[Brief] Beginning at the line that contains "Pin every instance of the woman's face." and ending at the last line of the entries, write out each line exactly; include nothing outside that span.

[Data supplied]
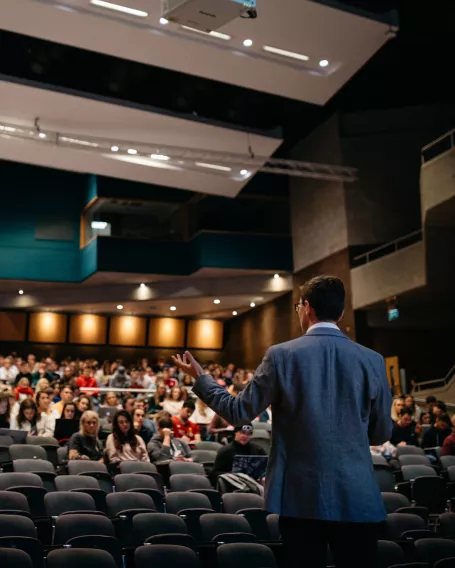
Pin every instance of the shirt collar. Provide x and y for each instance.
(323, 324)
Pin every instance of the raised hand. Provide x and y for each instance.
(188, 365)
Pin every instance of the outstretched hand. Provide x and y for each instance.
(188, 365)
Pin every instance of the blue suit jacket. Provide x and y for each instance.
(330, 401)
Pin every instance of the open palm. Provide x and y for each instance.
(188, 365)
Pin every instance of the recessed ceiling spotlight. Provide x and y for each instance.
(119, 8)
(285, 53)
(159, 157)
(213, 167)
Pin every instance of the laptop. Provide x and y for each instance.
(254, 466)
(64, 428)
(18, 436)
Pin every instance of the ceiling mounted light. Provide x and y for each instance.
(119, 8)
(218, 35)
(100, 225)
(213, 167)
(285, 53)
(159, 157)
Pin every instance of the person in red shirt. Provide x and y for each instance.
(87, 380)
(183, 428)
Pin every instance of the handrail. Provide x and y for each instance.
(394, 244)
(448, 136)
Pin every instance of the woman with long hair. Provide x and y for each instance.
(5, 410)
(124, 444)
(27, 419)
(156, 402)
(85, 445)
(174, 401)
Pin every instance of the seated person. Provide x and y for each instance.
(183, 428)
(434, 437)
(142, 430)
(163, 446)
(124, 444)
(240, 446)
(404, 430)
(85, 445)
(448, 447)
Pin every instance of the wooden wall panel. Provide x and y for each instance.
(205, 334)
(166, 332)
(12, 326)
(127, 330)
(47, 327)
(88, 329)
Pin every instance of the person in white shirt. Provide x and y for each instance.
(9, 371)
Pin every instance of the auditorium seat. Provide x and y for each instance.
(92, 469)
(27, 452)
(432, 550)
(30, 485)
(245, 555)
(76, 558)
(223, 527)
(12, 503)
(178, 467)
(132, 482)
(165, 555)
(12, 558)
(147, 527)
(20, 533)
(83, 484)
(42, 468)
(190, 507)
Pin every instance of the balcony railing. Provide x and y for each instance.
(388, 248)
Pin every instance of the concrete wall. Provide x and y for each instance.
(318, 209)
(391, 275)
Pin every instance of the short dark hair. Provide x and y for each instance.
(326, 295)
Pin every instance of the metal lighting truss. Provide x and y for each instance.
(233, 165)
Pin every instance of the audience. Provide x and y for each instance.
(85, 445)
(163, 446)
(124, 444)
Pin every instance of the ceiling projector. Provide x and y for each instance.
(207, 15)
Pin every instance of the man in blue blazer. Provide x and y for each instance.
(330, 401)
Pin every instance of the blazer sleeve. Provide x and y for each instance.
(261, 391)
(380, 424)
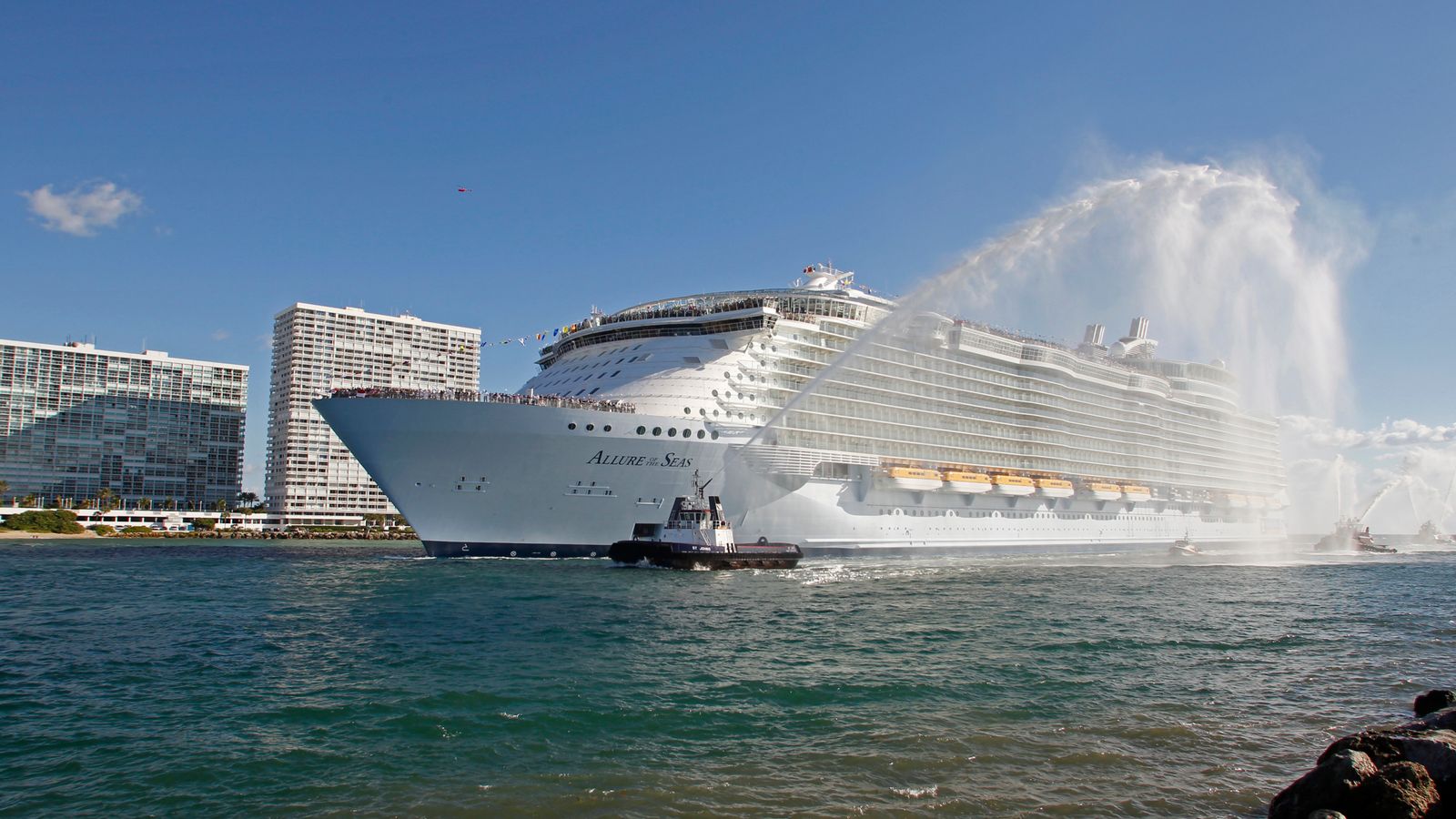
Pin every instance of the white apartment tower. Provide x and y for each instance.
(312, 477)
(76, 420)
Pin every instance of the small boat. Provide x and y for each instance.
(698, 535)
(1349, 538)
(1184, 547)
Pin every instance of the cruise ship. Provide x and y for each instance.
(826, 419)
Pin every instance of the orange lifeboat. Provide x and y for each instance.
(1012, 486)
(914, 479)
(1055, 487)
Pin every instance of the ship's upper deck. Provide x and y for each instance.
(832, 293)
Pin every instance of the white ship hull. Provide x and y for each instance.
(480, 479)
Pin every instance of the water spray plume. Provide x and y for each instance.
(1218, 257)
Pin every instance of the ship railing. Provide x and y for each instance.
(562, 401)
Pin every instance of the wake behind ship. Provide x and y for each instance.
(944, 435)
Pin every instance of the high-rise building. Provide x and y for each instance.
(312, 477)
(76, 420)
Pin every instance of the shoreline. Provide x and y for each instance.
(19, 537)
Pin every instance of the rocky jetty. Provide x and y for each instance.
(1405, 771)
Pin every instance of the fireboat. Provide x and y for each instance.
(698, 535)
(1350, 538)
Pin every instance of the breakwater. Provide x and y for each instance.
(264, 678)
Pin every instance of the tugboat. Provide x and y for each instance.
(1350, 538)
(1184, 547)
(696, 535)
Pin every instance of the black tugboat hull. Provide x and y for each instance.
(664, 555)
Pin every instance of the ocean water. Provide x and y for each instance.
(276, 678)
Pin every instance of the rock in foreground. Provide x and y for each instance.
(1405, 771)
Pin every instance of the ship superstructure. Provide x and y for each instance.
(830, 428)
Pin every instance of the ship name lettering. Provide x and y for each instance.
(616, 460)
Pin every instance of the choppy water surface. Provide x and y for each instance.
(266, 678)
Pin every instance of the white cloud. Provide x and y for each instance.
(1404, 431)
(84, 208)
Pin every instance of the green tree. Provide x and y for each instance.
(57, 521)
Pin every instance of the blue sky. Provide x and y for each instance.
(621, 152)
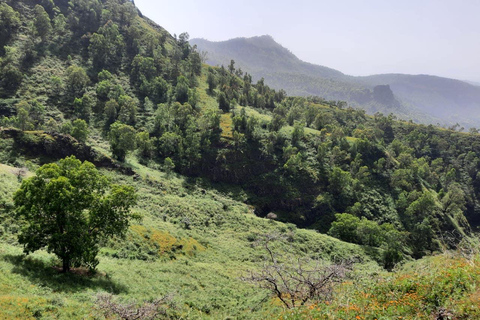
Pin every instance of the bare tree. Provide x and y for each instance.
(299, 280)
(131, 310)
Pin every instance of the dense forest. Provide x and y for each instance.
(207, 146)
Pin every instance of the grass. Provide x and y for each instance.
(444, 285)
(202, 244)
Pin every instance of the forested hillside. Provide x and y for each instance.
(422, 98)
(233, 178)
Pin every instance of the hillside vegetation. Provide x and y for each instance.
(221, 166)
(422, 98)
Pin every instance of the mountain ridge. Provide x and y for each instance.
(424, 98)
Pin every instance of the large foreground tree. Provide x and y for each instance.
(68, 208)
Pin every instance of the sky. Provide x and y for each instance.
(357, 37)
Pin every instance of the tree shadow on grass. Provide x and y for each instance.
(44, 274)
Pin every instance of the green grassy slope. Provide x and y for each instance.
(423, 98)
(213, 235)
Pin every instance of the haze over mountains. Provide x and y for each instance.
(422, 98)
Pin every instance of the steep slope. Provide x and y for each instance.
(215, 154)
(423, 98)
(446, 98)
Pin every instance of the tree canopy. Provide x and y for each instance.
(68, 207)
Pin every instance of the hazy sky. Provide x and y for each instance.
(357, 37)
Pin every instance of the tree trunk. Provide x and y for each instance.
(66, 265)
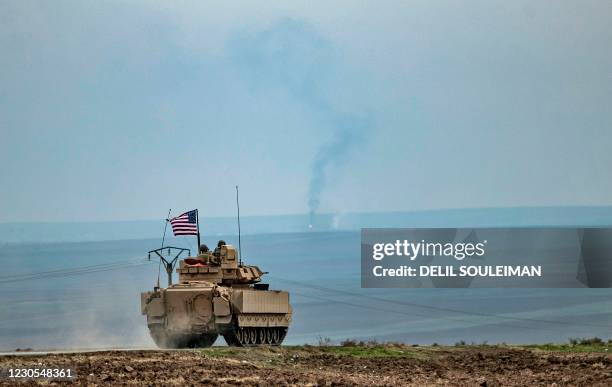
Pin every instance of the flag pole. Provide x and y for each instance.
(239, 245)
(198, 222)
(165, 227)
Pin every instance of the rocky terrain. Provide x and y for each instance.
(352, 365)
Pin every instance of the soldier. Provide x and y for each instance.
(217, 252)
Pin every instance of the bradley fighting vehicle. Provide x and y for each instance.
(215, 295)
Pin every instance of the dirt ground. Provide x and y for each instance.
(318, 366)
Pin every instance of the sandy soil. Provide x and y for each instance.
(466, 366)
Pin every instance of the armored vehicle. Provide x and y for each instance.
(215, 295)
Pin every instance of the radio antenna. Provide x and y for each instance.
(239, 245)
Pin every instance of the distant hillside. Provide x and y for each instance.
(475, 217)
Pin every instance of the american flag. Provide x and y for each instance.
(186, 223)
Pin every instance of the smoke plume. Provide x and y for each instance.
(292, 56)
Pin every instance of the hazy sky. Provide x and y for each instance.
(121, 110)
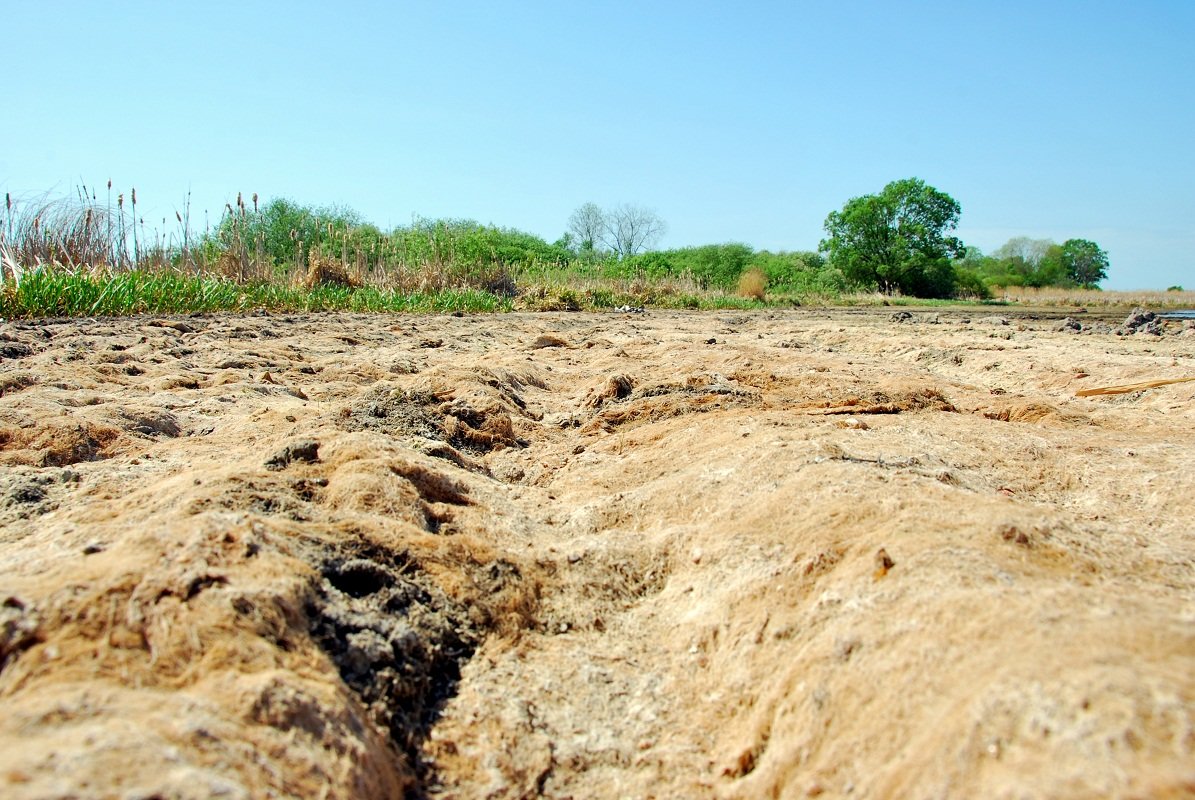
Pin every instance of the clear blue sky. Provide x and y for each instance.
(1049, 120)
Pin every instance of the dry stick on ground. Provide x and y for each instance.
(1129, 388)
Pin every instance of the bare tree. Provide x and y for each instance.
(588, 227)
(632, 228)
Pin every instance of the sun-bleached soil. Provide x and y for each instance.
(794, 554)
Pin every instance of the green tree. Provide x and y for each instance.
(1085, 262)
(896, 239)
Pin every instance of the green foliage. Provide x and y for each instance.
(60, 293)
(896, 239)
(1085, 262)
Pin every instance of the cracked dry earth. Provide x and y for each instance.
(670, 555)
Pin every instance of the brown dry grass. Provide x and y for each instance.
(753, 284)
(1062, 297)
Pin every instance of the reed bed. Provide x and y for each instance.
(1051, 297)
(83, 256)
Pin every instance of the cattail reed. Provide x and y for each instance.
(136, 246)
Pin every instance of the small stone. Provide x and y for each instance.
(883, 562)
(306, 451)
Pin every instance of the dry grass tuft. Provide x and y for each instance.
(1095, 298)
(328, 272)
(753, 284)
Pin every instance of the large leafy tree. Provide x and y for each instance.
(1085, 262)
(896, 239)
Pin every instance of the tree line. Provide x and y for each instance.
(896, 240)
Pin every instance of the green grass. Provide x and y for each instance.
(60, 293)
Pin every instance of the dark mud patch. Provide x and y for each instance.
(57, 445)
(472, 425)
(394, 413)
(397, 640)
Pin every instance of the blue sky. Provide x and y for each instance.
(1049, 120)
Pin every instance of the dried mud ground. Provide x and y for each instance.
(662, 555)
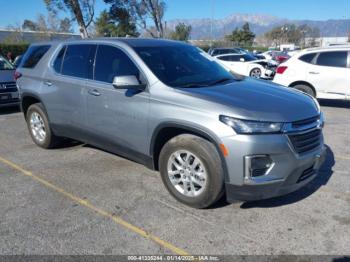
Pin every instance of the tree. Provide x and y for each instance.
(243, 37)
(30, 25)
(117, 25)
(140, 12)
(65, 26)
(182, 32)
(82, 11)
(48, 24)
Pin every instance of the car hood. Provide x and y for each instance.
(257, 100)
(6, 75)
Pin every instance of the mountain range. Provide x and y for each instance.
(259, 23)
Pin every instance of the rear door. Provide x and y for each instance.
(330, 73)
(65, 87)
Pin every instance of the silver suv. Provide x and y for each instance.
(8, 88)
(173, 108)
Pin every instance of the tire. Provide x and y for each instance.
(306, 89)
(204, 166)
(39, 127)
(255, 73)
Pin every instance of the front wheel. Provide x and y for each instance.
(191, 170)
(255, 73)
(39, 127)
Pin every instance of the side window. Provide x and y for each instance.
(334, 59)
(33, 55)
(225, 58)
(57, 64)
(308, 57)
(78, 61)
(236, 58)
(111, 62)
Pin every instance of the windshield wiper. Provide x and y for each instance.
(222, 80)
(189, 85)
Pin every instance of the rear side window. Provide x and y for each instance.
(111, 62)
(57, 64)
(308, 57)
(33, 55)
(78, 61)
(334, 59)
(230, 58)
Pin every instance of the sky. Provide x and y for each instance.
(13, 12)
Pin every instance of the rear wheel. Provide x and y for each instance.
(255, 73)
(191, 170)
(39, 127)
(306, 89)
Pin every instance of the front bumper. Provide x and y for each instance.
(290, 171)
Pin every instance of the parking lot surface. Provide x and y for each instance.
(81, 200)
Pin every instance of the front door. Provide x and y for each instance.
(64, 87)
(116, 118)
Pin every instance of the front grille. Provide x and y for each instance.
(306, 142)
(305, 122)
(8, 87)
(306, 174)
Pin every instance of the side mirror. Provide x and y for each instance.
(128, 82)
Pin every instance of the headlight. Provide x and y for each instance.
(251, 127)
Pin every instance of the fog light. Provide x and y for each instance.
(256, 166)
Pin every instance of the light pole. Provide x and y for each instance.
(211, 23)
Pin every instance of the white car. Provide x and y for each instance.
(320, 72)
(248, 65)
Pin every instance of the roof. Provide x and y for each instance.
(132, 42)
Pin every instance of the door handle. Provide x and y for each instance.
(94, 92)
(48, 83)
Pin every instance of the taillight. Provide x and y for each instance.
(17, 75)
(281, 69)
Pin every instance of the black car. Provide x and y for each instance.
(8, 89)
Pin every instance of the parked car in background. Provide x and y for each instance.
(223, 51)
(320, 72)
(18, 60)
(8, 89)
(280, 57)
(175, 109)
(248, 65)
(277, 56)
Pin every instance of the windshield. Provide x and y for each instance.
(5, 65)
(183, 66)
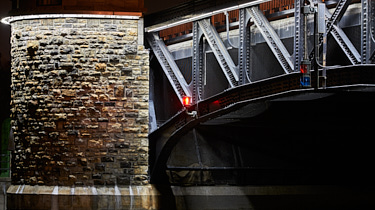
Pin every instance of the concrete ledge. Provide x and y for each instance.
(95, 198)
(274, 197)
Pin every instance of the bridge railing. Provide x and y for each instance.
(245, 60)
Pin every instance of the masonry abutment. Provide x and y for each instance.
(80, 110)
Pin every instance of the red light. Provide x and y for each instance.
(186, 101)
(303, 68)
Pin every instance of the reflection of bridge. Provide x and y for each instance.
(253, 119)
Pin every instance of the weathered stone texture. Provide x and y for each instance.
(79, 102)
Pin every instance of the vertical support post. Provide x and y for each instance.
(365, 31)
(197, 64)
(244, 49)
(298, 35)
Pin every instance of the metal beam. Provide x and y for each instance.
(366, 31)
(299, 34)
(220, 51)
(169, 66)
(272, 39)
(346, 45)
(334, 19)
(244, 49)
(197, 59)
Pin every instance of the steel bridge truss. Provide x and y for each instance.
(239, 74)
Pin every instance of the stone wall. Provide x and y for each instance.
(79, 102)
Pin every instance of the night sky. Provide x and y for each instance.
(5, 5)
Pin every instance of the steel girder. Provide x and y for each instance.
(220, 51)
(272, 39)
(169, 66)
(244, 47)
(367, 31)
(299, 22)
(338, 34)
(197, 60)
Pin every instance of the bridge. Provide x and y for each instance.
(262, 93)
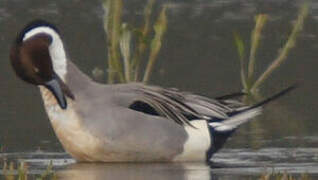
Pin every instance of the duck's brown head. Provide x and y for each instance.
(38, 57)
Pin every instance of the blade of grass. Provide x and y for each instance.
(124, 42)
(112, 18)
(142, 39)
(241, 52)
(108, 23)
(255, 39)
(160, 28)
(287, 47)
(117, 13)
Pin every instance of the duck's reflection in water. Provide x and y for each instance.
(140, 171)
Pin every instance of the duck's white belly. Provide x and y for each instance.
(67, 126)
(84, 146)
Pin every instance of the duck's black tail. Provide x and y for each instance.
(221, 130)
(244, 115)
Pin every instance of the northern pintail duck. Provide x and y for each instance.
(124, 122)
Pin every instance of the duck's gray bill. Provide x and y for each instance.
(54, 86)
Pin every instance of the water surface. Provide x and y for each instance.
(198, 55)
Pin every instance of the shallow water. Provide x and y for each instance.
(238, 163)
(198, 55)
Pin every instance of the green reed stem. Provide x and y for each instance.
(287, 47)
(255, 39)
(142, 43)
(160, 28)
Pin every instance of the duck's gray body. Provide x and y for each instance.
(124, 122)
(99, 125)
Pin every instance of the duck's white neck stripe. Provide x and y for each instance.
(56, 49)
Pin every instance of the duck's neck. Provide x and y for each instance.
(75, 80)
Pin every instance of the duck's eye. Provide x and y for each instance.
(36, 70)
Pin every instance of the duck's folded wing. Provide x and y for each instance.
(181, 107)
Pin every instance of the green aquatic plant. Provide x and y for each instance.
(128, 45)
(283, 176)
(21, 172)
(251, 83)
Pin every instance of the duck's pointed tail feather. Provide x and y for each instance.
(244, 115)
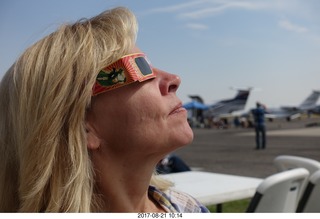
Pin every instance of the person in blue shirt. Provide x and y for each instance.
(259, 124)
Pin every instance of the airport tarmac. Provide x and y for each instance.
(232, 151)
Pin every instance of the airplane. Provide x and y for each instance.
(221, 109)
(290, 112)
(315, 110)
(225, 108)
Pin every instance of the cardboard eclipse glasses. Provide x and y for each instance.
(126, 70)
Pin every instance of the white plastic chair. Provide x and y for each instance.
(285, 162)
(279, 192)
(310, 201)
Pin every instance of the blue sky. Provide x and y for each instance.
(271, 45)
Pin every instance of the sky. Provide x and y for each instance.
(215, 46)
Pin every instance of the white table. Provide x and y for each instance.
(214, 188)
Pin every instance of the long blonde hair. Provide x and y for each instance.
(45, 166)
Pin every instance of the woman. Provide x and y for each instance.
(84, 121)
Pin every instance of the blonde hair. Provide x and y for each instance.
(45, 165)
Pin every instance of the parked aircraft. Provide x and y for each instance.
(221, 109)
(289, 112)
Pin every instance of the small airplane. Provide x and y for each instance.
(290, 113)
(221, 108)
(315, 110)
(225, 108)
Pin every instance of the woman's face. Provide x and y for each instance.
(142, 117)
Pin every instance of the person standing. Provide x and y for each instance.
(259, 124)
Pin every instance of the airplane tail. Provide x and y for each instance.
(311, 101)
(225, 107)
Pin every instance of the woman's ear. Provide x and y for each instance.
(93, 141)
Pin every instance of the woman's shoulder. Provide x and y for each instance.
(177, 201)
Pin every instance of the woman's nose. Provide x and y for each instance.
(169, 83)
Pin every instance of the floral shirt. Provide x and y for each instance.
(175, 201)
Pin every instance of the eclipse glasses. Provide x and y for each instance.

[Task result]
Pin every instance of the woman's face. Provide x and y for each instance.
(142, 117)
Pin every instance of the person standing. Provide x and y for each instance.
(259, 124)
Pin every instance of the airplane tail. Provide x and y for each instance.
(311, 101)
(225, 107)
Pin every instance of the woman's ear. Provide x and y for each instance.
(93, 141)
Pin every instance of the woman's shoulder. Provide x and y for each instance.
(177, 201)
Pin every instance of the woman's nose. Provide x and y for each instance.
(169, 83)
Pin every instance of the floral shirt. Provide x and y for each instance.
(175, 201)
Pin every instance of the eclipse glasses. Provide x and y for each instance.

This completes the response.